* _Activités_:
a - Reproduisez à l'identique tout ce qui va, dans l'extrait sur le kairos, de « A) Les conceptions » jusqu'à « produire une théorie. ».
b - Relevez tous les noms de personnes mentionnés dans l'extrait sur le kairos.

* _Extrait présenté_:
------------------------------
IV) Le « contretemps », le kairos, ou le temps comme moment opportun


A) Les conceptions du temps dans l’Antiquité


· Le sentiment que le temps n’est pas mécaniquement découpé en petits morceaux d’égale quantité, mais des petites occasions favorables pour l’action qui vient à propos, est une idée qui voit le jour avant Gorgias, chez les Grecs : on la trouve chez Théognis et Pindare. Mais Gorgias fut le premier à écrire sur la question, semble-t-il, et à en produire une théorie.

· Le temps continu, le temps qui dure et qui permet de comparer les instants et dénoncer leur différence, a lui aussi ses adeptes, les idéalistes essentiellement, et sert de soubassement à une conception logique du monde, qui n’accepte pas, bien-sûr le principe de contradiction du réel : ce qui est doit être dans un temps aligné, identique à soi au cours de la durée. L’Etre n’est pas seulement grâce à telle ou telle circonstance, mais il est en soi toujours.


B) Le contretemps gorgianique


· Gorgias, lui, refuse cette conception, qui fait de l’éternité la vérité du temps. Il conçoit un temps discontinu, haché, constitué d’à propos et de contretemps. La valeur d’un contenu ne se laisse pas estimer à sa pérennité : un instant fugitif peut contenir une charge beaucoup plus intense qu’un temps monotone et éternel.

· Cette conception du temps légitime la théorie de l’illusion justifiée, qui vient soustraire l’homme à la contradiction du réel en évinçant l’un des contraires, par un parti-pris unilatéral. Or, ce choix n’est pas arbitraire et gratuit, il se fait selon le kairos.
------------------------------
* _Données sources_:
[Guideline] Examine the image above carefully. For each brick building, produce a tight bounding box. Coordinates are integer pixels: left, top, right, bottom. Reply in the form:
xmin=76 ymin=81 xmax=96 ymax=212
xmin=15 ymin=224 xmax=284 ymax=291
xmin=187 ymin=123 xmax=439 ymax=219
------------------------------
* _Réponses fournies_:
a -
A) Les conceptions du temps dans l’Antiquité


· Le sentiment que le temps n’est pas mécaniquement découpé en petits morceaux d’égale quantité, mais des petites occasions favorables pour l’action qui vient à propos, est une idée qui voit le jour avant Gorgias, chez les Grecs : on la trouve chez Théognis et Pindare. Mais Gorgias fut le premier à écrire sur la question, semble-t-il, et à en produire une théorie.

b - Théognis, Pindare, Gorgias